WORK REQUIRED: In the rows below, substitute "on a separate line" for each occurrence of "on its own line", keeping every other part of the lines the same.
*** DATA FOR PROCESSING ***
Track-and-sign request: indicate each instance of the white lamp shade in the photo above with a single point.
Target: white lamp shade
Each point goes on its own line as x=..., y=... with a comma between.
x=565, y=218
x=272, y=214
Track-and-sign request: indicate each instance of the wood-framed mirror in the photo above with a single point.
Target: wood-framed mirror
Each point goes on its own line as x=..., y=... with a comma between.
***
COMPLETE OUTPUT:
Track-and-sign request: indicate each instance of the white lamp shade in the photo above with a single point.
Target: white lamp shade
Each point goes on a separate line as x=..., y=... with a comma between.
x=565, y=218
x=272, y=214
Track-and-sign request: indicate each instance of the wood-framed mirror in the photo above with a single point.
Target: wood-framed mirror
Each point goes on a separate line as x=..., y=... with a comma between.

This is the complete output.